▶ [Listed entries]:
-------------------------
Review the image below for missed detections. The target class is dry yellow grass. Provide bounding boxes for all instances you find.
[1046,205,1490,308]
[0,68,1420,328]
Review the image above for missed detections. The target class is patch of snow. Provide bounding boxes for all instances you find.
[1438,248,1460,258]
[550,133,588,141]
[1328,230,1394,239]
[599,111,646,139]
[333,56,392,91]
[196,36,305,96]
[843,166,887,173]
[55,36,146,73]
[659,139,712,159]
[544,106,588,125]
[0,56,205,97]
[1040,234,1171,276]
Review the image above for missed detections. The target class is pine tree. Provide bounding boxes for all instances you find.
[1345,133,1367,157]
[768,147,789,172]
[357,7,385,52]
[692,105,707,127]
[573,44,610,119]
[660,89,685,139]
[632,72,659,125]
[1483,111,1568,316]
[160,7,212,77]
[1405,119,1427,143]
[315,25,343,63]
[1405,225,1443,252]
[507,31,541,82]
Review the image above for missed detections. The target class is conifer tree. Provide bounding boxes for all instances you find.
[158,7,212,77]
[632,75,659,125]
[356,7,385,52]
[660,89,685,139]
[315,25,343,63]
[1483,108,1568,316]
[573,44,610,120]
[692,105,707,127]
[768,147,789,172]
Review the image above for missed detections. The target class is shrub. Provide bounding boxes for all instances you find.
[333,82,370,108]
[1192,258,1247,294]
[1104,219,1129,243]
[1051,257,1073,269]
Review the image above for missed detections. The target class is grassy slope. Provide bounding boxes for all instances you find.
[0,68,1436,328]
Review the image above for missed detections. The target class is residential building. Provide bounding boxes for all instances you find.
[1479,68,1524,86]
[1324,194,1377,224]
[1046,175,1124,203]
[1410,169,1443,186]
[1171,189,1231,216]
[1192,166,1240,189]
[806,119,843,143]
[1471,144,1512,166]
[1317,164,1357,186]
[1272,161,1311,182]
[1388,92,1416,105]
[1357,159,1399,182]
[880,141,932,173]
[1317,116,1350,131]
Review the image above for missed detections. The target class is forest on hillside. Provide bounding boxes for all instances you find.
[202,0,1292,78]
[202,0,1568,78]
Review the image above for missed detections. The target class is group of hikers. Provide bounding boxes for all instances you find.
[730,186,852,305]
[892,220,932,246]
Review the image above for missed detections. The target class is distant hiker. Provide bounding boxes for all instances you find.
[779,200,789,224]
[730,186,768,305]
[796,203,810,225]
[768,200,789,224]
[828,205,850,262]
-------------------------
▶ [Problem to work on]: Return every line of the data above verbatim, in the original order and with no changes.

▶ [Response]:
Review the image below for missed detections. The target class is dry yellow grass. Provide bounding boxes for all instances you find.
[1046,205,1490,308]
[0,68,1420,328]
Review the image above for missed detections. The target class is patch of snow. Provide bounding boxes for all instances you find.
[1438,248,1460,258]
[550,133,588,141]
[1328,230,1394,239]
[599,111,646,139]
[333,56,392,91]
[196,36,305,96]
[843,166,887,173]
[55,36,146,73]
[659,139,712,159]
[544,106,588,125]
[0,56,205,97]
[1040,234,1171,276]
Review the image above for missed detections. The target class is pine tree. Provide bounding boxes for all instances you find.
[1345,133,1367,157]
[768,147,789,172]
[357,7,385,52]
[692,105,707,127]
[573,44,610,119]
[660,89,685,139]
[632,72,659,125]
[1483,111,1568,316]
[160,7,212,77]
[1405,119,1427,143]
[315,25,343,63]
[1405,225,1443,252]
[507,31,541,82]
Review the image above for missed detections. The target class is conifer tree. Provide bounding boxes for all instances you find.
[158,7,212,77]
[632,75,659,125]
[356,7,385,52]
[660,89,685,139]
[315,25,343,63]
[1483,108,1568,316]
[573,44,610,120]
[692,105,707,127]
[768,147,789,172]
Review the image above for missed detections. The target class is shrub. Provide bounding boxes for all instances you find.
[333,82,370,108]
[1192,258,1247,294]
[1104,219,1129,243]
[1051,257,1073,269]
Review the image above for missed detections. The target class is grassy slope. Provide bounding boxes for all instances you find.
[0,68,1436,328]
Review the image above for missed detections. The target class is residential building. Provide bounding boxes for all instances you find.
[1479,68,1524,86]
[1324,194,1377,224]
[1046,175,1124,203]
[1410,169,1443,186]
[1171,189,1231,216]
[1192,166,1240,189]
[806,119,843,143]
[1471,144,1512,166]
[1317,164,1357,186]
[1272,161,1311,182]
[1388,92,1416,105]
[1357,159,1399,182]
[880,141,932,173]
[1317,116,1350,131]
Review the image above for missed detections. The target class is forest on hillside. Provide bounding boxes for all instances you find.
[202,0,1292,78]
[202,0,1568,78]
Review the image above for missed detections. The target class is group of hikers. Provide bounding boxes for all instances you find.
[730,186,852,305]
[892,220,932,246]
Review the image above for missed detections. The target class is distant hiker. Provide bounding boxes for all instances you find.
[779,200,789,224]
[730,186,768,305]
[796,203,810,225]
[768,200,789,224]
[828,205,850,262]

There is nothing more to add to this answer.